** BEGIN Extract to read **

[PATCH] drm: enable render nodes wherever buffer sharing is supported

Tue Apr 28 02:22:02 UTC 2020

On Mon, Apr 27, 2020 at 1:47 PM Eric Anholt <eric at anholt.net> wrote:
>
> On Mon, Apr 27, 2020 at 1:05 PM Peter Collingbourne <pcc at google.com> wrote:
> >
> > Render nodes are not just useful for devices supporting GPU hardware
> > acceleration. Even on devices that only support dumb frame buffers,
> > they are useful in situations where composition (using software
> > rasterization) and KMS are done in different processes with buffer
> > sharing being used to send frame buffers between them. This is the
> > situation on Android, where surfaceflinger is the compositor and the
> > composer HAL uses KMS to display the buffers. Thus it is beneficial
> > to expose render nodes on all devices that support buffer sharing.
> >
> > Because all drivers that currently support render nodes also support
> > buffer sharing, the DRIVER_RENDER flag is no longer necessary to mark
> > devices as supporting render nodes, so remove it and just rely on
> > the presence of a prime_handle_to_fd function pointer to determine
> > whether buffer sharing is supported.
>
> I'm definitely interested in seeing a patch like this land, as I think
> the current state is an ugly historical artifact.  We just have to be
> careful.

** END Extract to read **

_Task objective_. According to the patch description above, what determines whether a device supports buffer sharing once the DRIVER_RENDER flag is removed?

** BEGIN Collected data **

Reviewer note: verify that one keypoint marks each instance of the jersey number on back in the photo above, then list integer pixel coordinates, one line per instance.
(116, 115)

** END Collected data **

_Correct response_. The presence of a prime_handle_to_fd function pointer.